------ Data extract

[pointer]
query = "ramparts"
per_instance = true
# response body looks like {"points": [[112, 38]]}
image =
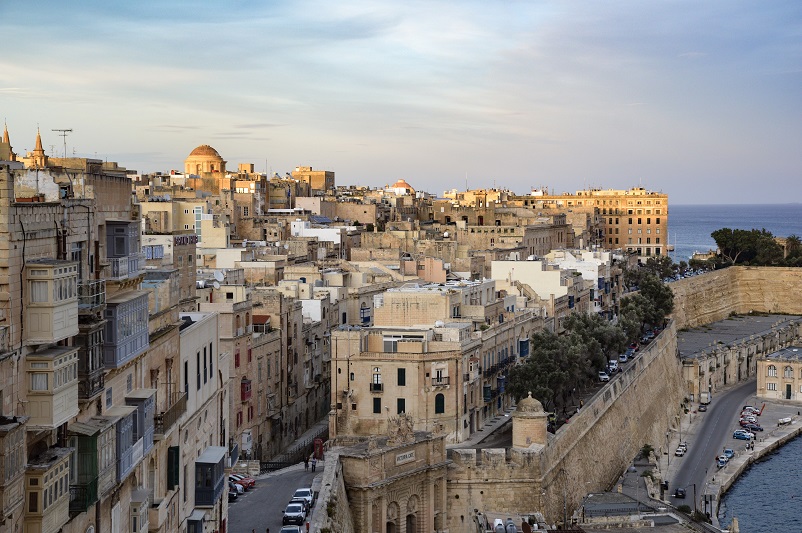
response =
{"points": [[714, 296]]}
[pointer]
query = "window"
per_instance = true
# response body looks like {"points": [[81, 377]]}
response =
{"points": [[38, 291], [38, 381], [439, 404]]}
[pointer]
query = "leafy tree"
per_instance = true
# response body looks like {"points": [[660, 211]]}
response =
{"points": [[738, 246]]}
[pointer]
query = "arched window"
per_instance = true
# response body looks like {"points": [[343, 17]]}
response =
{"points": [[439, 404]]}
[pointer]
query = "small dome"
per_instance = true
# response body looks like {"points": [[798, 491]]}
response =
{"points": [[204, 149], [530, 405]]}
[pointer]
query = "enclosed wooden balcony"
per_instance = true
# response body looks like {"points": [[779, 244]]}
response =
{"points": [[52, 382]]}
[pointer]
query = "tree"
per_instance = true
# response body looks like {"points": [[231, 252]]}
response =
{"points": [[738, 246]]}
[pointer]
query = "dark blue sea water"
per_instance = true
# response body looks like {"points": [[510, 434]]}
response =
{"points": [[768, 496], [690, 226]]}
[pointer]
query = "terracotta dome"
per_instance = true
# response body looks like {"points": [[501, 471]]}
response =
{"points": [[530, 405], [204, 149]]}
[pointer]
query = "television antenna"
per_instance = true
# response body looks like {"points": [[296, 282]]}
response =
{"points": [[63, 133]]}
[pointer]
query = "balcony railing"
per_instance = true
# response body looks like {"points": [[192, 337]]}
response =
{"points": [[83, 496], [128, 266], [91, 295], [164, 421], [440, 382]]}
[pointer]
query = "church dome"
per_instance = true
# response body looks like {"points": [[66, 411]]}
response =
{"points": [[530, 405], [204, 149]]}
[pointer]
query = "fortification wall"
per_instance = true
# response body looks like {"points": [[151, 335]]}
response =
{"points": [[714, 296], [597, 445], [332, 514]]}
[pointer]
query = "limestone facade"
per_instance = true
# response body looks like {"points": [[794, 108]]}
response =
{"points": [[779, 375]]}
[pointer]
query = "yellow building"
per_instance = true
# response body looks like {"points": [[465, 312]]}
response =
{"points": [[203, 160], [632, 219], [779, 375]]}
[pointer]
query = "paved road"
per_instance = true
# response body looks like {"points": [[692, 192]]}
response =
{"points": [[712, 435], [261, 508]]}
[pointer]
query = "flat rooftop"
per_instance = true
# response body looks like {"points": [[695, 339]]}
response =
{"points": [[726, 332]]}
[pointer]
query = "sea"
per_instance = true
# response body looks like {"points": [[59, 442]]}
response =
{"points": [[768, 496], [690, 226]]}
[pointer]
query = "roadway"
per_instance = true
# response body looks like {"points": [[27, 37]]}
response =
{"points": [[707, 440], [262, 507]]}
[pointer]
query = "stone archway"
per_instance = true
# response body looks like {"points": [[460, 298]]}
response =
{"points": [[393, 512], [412, 519]]}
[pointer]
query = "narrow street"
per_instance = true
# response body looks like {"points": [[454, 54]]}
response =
{"points": [[262, 507]]}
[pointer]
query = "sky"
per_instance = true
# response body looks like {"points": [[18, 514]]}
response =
{"points": [[700, 100]]}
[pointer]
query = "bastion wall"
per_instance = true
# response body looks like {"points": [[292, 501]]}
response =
{"points": [[711, 297]]}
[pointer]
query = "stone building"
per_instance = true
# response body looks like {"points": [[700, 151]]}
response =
{"points": [[97, 345], [204, 160], [436, 352], [779, 375]]}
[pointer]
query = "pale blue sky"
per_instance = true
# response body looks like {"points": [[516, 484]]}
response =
{"points": [[702, 100]]}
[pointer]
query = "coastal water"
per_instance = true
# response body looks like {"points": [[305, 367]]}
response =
{"points": [[690, 226], [767, 496]]}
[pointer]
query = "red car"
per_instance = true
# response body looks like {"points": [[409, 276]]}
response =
{"points": [[246, 481]]}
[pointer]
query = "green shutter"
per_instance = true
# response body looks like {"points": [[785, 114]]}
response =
{"points": [[173, 466]]}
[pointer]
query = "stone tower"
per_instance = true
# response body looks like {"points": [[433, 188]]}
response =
{"points": [[529, 424]]}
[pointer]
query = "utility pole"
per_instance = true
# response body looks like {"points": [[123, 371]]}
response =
{"points": [[63, 133]]}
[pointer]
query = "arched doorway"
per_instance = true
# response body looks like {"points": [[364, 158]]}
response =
{"points": [[392, 518]]}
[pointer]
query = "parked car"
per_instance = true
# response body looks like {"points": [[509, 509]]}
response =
{"points": [[304, 493], [295, 513], [246, 481]]}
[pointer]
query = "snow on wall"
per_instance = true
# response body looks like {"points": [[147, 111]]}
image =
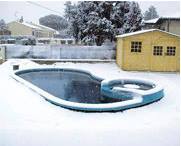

------------

Locate every line in the records that contains the string "water", and copy each such line.

> Output of the task
query = "dark blue sea water"
query = "coastal water"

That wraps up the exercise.